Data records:
——————————

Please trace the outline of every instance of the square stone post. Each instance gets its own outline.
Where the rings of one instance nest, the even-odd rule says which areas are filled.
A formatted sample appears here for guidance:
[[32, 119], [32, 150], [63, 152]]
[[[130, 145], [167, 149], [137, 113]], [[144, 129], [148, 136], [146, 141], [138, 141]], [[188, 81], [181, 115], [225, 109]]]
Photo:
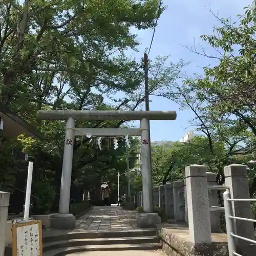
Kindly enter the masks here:
[[[231, 199], [246, 199], [250, 198], [249, 183], [246, 166], [242, 164], [231, 164], [224, 167], [225, 183], [229, 186]], [[253, 219], [250, 202], [232, 201], [233, 215], [236, 217]], [[233, 220], [236, 234], [249, 239], [254, 239], [252, 222], [240, 220]], [[243, 256], [255, 254], [255, 246], [241, 239], [236, 241], [237, 246]]]
[[5, 254], [9, 198], [10, 193], [0, 191], [0, 256], [4, 256]]
[[161, 185], [159, 186], [158, 195], [159, 198], [158, 201], [159, 202], [159, 207], [162, 209], [165, 209], [165, 201], [164, 199], [164, 186]]
[[185, 220], [183, 185], [184, 183], [182, 181], [175, 181], [173, 183], [174, 219], [176, 221]]
[[[215, 173], [207, 173], [207, 184], [209, 186], [217, 185], [216, 176]], [[209, 205], [211, 206], [219, 206], [219, 198], [218, 190], [208, 189]], [[220, 212], [219, 211], [210, 211], [210, 227], [212, 233], [221, 233], [221, 222]]]
[[164, 199], [167, 219], [167, 220], [174, 220], [174, 189], [172, 184], [166, 183], [164, 185]]
[[184, 198], [185, 199], [185, 222], [188, 223], [188, 216], [187, 214], [187, 199], [186, 180], [184, 180]]
[[203, 165], [185, 168], [188, 226], [194, 244], [211, 243], [206, 172]]
[[153, 205], [158, 207], [159, 205], [159, 188], [155, 187], [153, 188]]

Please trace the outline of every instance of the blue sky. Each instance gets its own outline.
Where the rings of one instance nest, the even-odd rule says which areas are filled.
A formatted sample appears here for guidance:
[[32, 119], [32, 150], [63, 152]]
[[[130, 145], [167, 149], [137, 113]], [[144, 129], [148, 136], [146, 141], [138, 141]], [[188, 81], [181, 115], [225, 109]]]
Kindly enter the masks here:
[[[184, 71], [192, 75], [195, 72], [202, 72], [201, 67], [212, 63], [212, 60], [189, 52], [183, 46], [193, 46], [194, 37], [198, 46], [202, 45], [209, 55], [216, 55], [210, 47], [204, 44], [199, 37], [202, 34], [212, 33], [212, 27], [218, 25], [216, 18], [205, 8], [209, 8], [215, 13], [219, 12], [221, 18], [238, 20], [237, 14], [242, 14], [243, 8], [250, 5], [252, 0], [165, 0], [167, 9], [158, 20], [154, 40], [149, 57], [153, 59], [158, 55], [171, 55], [170, 61], [178, 61], [182, 58], [192, 62], [185, 68]], [[138, 38], [141, 44], [139, 53], [128, 52], [131, 56], [139, 60], [143, 57], [145, 48], [150, 46], [153, 34], [152, 30], [138, 31]], [[176, 121], [151, 121], [152, 141], [176, 141], [183, 136], [191, 127], [189, 120], [194, 117], [189, 111], [180, 111], [179, 106], [171, 101], [163, 98], [152, 97], [150, 98], [151, 110], [175, 110], [177, 112]]]

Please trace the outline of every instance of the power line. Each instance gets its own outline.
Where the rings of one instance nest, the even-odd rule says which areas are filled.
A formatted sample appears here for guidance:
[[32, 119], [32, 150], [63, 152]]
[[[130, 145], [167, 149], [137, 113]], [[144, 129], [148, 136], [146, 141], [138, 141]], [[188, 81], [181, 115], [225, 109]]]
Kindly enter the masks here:
[[162, 5], [162, 0], [160, 0], [159, 2], [159, 6], [158, 7], [158, 12], [157, 13], [157, 19], [156, 20], [156, 23], [155, 24], [155, 26], [154, 27], [153, 34], [152, 35], [152, 38], [151, 39], [151, 42], [150, 43], [150, 49], [148, 49], [148, 51], [147, 52], [147, 56], [148, 56], [150, 54], [150, 50], [151, 50], [151, 47], [152, 46], [152, 43], [153, 42], [154, 37], [155, 36], [155, 32], [156, 32], [156, 28], [157, 25], [157, 22], [158, 21], [158, 18], [159, 17], [159, 13], [161, 9], [161, 6]]

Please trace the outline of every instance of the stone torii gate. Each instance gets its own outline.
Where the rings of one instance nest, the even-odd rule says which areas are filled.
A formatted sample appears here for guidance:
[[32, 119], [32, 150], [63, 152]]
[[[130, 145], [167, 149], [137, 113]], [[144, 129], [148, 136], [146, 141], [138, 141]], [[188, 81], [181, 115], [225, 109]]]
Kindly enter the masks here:
[[[160, 219], [157, 214], [153, 214], [152, 195], [152, 178], [151, 147], [149, 143], [149, 120], [173, 120], [176, 119], [175, 111], [76, 111], [54, 110], [37, 112], [38, 120], [66, 120], [65, 144], [60, 185], [60, 196], [58, 214], [51, 220], [52, 228], [72, 229], [75, 228], [75, 218], [69, 213], [69, 198], [71, 182], [73, 142], [75, 135], [81, 135], [81, 132], [92, 135], [140, 136], [141, 139], [141, 169], [143, 191], [143, 210], [145, 214], [141, 216], [144, 226], [149, 226], [155, 222], [153, 219]], [[75, 120], [140, 120], [139, 129], [89, 129], [75, 127]], [[136, 131], [135, 131], [136, 130]], [[89, 132], [90, 131], [90, 132]], [[146, 223], [145, 223], [146, 222]], [[146, 223], [147, 222], [147, 224]]]

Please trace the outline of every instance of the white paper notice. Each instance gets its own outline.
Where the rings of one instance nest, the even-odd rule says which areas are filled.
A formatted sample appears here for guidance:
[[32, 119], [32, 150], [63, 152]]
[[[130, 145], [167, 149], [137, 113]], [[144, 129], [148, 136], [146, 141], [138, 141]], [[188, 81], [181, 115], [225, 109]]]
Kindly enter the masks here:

——————————

### GIVEN REQUEST
Lay out the lines of the records, starting with the line that contains "Please trace the outline of every instance of the white" and continuing through the end of the records, as a Markdown table with the columns Number and Record line, omitting any blank lines.

### FULL RESPONSE
| Number | Record line |
|---|---|
| 1 | Please trace the outline of every instance of the white paper notice. Each instance gets its own outline. |
| 2 | Where the rings of one instance nest, the even-odd rule says which areas are filled. |
| 3 | A formatted sample appears here for guidance: |
| 4 | [[32, 119], [32, 150], [63, 152]] |
| 5 | [[[130, 145], [167, 149], [137, 113]], [[144, 129], [148, 136], [146, 141], [138, 141]], [[188, 81], [181, 115], [225, 109]]] |
| 6 | Kindly enter the masks here: |